__WHAT IS BEING ASKED__. Please pick out every line in the rows below that contains the string "long", and copy each one.

__EXTRACTED ENTRIES__.
***

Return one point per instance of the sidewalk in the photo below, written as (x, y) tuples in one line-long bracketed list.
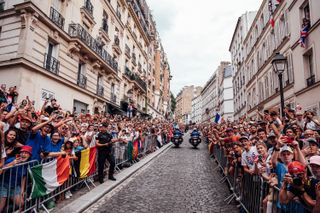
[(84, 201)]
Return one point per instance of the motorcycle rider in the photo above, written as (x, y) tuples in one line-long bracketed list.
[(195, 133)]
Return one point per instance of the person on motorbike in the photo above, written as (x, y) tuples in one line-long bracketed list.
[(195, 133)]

***

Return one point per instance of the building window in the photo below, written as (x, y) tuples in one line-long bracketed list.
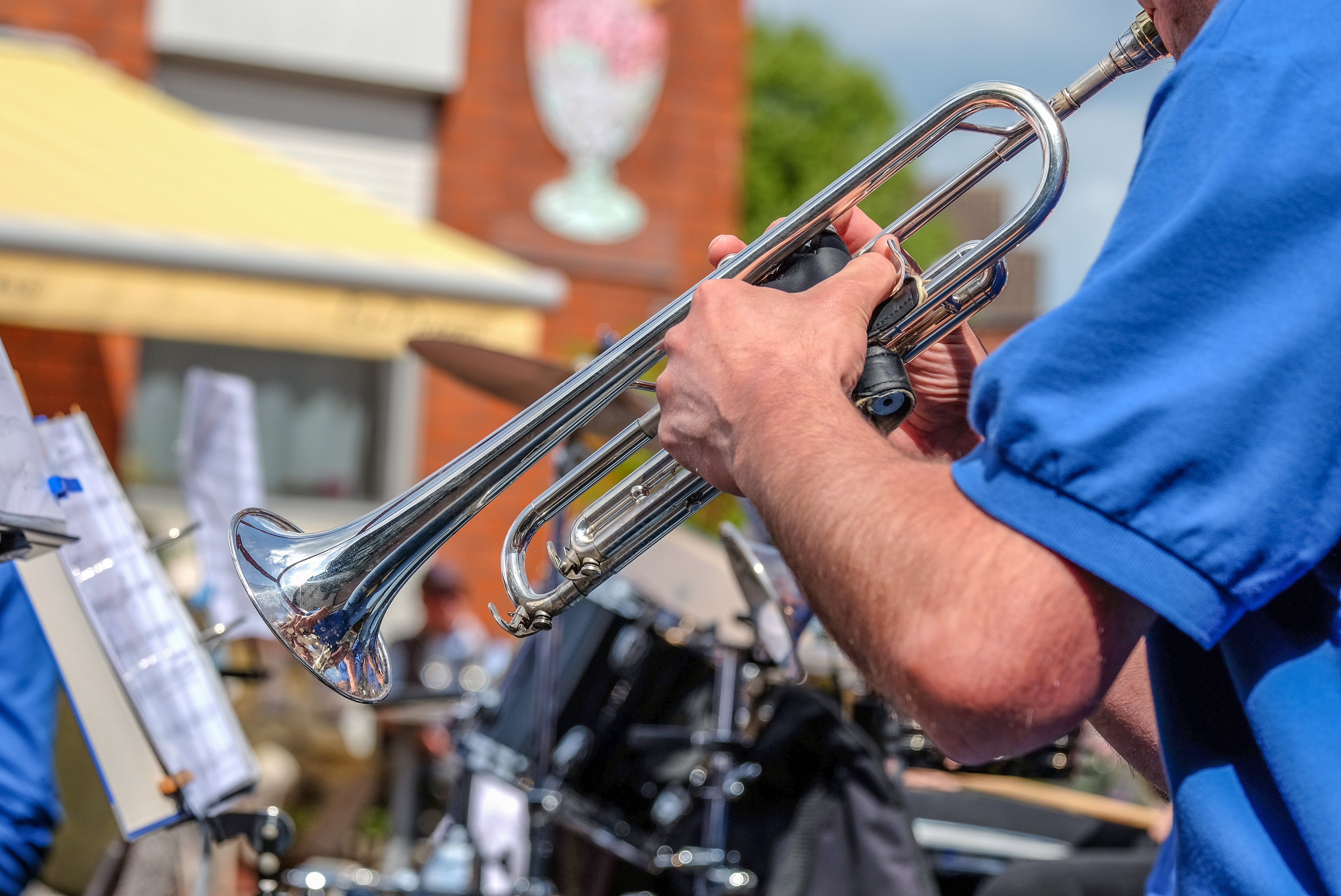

***

__COMPLETE RESPONSE__.
Return one point per instance of the sidewalk in the photo below, written as (x, y) tuples in one line-long bracketed list.
Return one point per instance of the motorcycle rider in the photo above, written as (x, y) tuples in one line-long bracketed list.
Return one point per instance of the person on motorbike in the photo above, written as (x, y) tuples in one line-long bracketed list.
Return one point per instance of the building window in the photo below, written as (x, y) tuples in one line-long bracketed list.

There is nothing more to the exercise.